Through and through, I am a creature of habit. My planner is the most important purchase of the year and I thrive off my Sunday night organization session where I outline my upcoming week in multi-colored pens. I have certain habits for grocery shopping and laundry and when I like to study foreign languages.
These routines, much like running and writing, keep me grounded and focused. But at some point, routines can become too much. It isn’t until you’ve stepped outside of yourself for a day or a week that you notice how much you’ve missed. You know that feeling of taking a long weekend trip? Suddenly, Saturday seems to last forever as you forget about buying bananas and bread and focus on enjoying wherever you are.
All this is to say that while I appreciate some of the structures I’ve given my life, I can’t help but wonder what’s just outside the box. The new idea for Sunday blog posts is to write about one experience I had in the previous week that was out of routine, that wasn’t predictable, that made me think a little differently about myself and the world I live in.
Challenge 4: Fine Dining
Two summers ago, I moved in with a slew of random roommates I had never met. One of these roommates went to the Culinary Institute of America and works at Jean-Georges, one of the fanciest restaurants in the city. Two summers ago, I was surviving off dollar pizza and a prayer. A fancy meal out was Chipotle. Still, my roommates and I would lounge around the family room talking about work and food and the future. I told him that I would visit his restaurant eventually – for lunch of course.
Almost two years later and I found myself reserving my Sunday afternoon for lunch at Jean-Georges with my roommate (yes, sometimes random roommates do turn into friends that you stay with from apartment to apartment)!
Upon entering the building, our jackets were taken to coat check and we were led to our table. Our server, a friend of my roommate who I had gone to karaoke with just the week before, approached us for drink orders.
Everything felt a higher level of fancy. My water came in a wine glass. Each movement was calculated and precise. There is a certain level of hospitality you see in these fine dining institutes that is unlike anything I’ve ever experienced.
Courses were brought out at the same time and removed simultaneously in an act known as synchronized service, my roommate explained. Despite my notoriously slow eating, the servers would wait until I was finished so they could remove both my roommate and I’s dishes at the same time.
The meal begins with an amuse bouche (not pictured), three small bites designed to “open your palate.” My roommate tried to explain the importance of “opening your palate” and tell me more about amuse bouche, but all I heard was “cleanse your palate” which reminded me of sampling all the Christmas cookies at the holiday party and take a swig of water in between the peanut butter blossom and the shortbread stamped cookie. He told me it is nothing like that.

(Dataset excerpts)
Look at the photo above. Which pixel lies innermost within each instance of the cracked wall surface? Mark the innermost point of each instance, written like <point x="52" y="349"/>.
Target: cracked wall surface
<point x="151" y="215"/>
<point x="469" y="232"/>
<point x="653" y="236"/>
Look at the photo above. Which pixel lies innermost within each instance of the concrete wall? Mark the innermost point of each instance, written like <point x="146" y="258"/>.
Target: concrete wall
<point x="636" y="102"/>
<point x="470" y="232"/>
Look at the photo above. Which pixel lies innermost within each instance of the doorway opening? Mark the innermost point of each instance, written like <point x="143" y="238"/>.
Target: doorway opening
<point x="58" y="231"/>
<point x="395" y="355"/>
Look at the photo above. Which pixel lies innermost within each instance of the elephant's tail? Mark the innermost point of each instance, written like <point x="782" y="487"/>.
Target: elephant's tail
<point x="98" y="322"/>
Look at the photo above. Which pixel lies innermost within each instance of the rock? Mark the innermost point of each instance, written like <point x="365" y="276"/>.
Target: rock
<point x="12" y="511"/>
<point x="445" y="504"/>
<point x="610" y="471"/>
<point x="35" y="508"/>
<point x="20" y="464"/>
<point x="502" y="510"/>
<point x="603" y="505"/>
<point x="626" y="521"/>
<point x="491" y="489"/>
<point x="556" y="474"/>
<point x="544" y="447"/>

# WHAT IS EXPECTED
In the dining essay, why did the servers wait for the slow-eating writer to finish before clearing the plates? Work only from the essay and leave the listing aside.

# ANSWER TO THE PROBLEM
The restaurant used synchronized service, where courses are brought out and removed at the same time for everyone at the table. The servers waited so they could take away both diners' dishes together.